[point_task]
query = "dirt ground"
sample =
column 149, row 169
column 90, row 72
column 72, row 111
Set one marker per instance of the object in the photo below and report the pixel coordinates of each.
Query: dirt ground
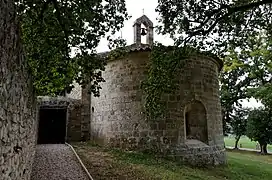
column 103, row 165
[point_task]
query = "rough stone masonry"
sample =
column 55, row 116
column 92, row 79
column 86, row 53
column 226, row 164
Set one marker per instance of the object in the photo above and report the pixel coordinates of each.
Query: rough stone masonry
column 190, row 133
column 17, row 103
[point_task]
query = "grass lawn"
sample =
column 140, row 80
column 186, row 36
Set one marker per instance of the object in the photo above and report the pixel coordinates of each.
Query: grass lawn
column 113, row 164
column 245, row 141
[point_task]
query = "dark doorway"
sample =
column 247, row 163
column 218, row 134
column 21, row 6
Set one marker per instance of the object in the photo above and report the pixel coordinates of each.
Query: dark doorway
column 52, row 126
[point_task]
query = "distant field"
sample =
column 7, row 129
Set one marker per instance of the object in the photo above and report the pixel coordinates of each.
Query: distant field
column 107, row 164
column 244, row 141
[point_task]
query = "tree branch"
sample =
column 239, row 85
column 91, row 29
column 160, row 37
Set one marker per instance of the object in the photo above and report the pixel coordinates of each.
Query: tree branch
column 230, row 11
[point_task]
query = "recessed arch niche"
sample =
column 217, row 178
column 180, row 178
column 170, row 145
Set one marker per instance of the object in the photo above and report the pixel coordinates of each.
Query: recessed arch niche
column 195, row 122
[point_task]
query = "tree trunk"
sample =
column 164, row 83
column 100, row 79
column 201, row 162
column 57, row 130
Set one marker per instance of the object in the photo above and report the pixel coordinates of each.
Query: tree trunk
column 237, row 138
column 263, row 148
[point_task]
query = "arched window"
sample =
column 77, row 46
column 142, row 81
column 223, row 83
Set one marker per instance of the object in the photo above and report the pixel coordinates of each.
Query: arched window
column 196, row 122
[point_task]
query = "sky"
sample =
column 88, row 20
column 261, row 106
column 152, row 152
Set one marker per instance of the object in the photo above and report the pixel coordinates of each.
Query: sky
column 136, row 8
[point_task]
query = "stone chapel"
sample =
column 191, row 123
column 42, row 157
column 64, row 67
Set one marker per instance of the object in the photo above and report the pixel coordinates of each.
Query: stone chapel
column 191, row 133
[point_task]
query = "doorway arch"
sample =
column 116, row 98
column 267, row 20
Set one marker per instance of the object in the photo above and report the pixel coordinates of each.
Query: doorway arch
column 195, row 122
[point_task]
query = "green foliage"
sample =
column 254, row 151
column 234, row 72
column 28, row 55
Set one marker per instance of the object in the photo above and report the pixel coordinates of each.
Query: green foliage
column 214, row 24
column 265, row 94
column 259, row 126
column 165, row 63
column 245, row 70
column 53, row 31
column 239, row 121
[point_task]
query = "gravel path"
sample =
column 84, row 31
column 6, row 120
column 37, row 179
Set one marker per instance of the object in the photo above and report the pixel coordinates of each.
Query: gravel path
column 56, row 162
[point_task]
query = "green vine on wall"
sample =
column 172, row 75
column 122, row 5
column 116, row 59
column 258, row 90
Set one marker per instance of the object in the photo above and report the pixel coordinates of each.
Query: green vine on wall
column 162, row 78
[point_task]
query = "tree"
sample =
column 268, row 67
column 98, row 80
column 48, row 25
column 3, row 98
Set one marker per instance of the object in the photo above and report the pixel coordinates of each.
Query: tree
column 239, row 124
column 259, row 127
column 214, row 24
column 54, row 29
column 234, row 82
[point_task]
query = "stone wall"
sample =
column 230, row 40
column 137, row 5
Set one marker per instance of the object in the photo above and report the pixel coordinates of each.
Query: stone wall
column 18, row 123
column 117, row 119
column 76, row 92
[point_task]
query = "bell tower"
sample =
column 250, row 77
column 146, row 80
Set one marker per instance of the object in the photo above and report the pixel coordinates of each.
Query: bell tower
◆ ◆ ◆ ◆ ◆ ◆ ◆
Exactly as written, repeat the lines of the material above from the first through the line holding "column 186, row 36", with both ends in the copy and no pictures.

[point_task]
query = "dirt ground"
sample =
column 149, row 169
column 90, row 72
column 72, row 111
Set one marker per instance of the object in the photo below and report the pixel coordinates of each.
Query: dirt ground
column 103, row 165
[point_task]
query = "rough stone masonry"
sample =
column 55, row 116
column 92, row 79
column 86, row 53
column 226, row 164
Set one marker per instance of the object in the photo above and report the pixel coordinates of each.
Query: rough stone masonry
column 190, row 133
column 17, row 103
[point_task]
query = "grass lawn"
sample =
column 140, row 80
column 186, row 36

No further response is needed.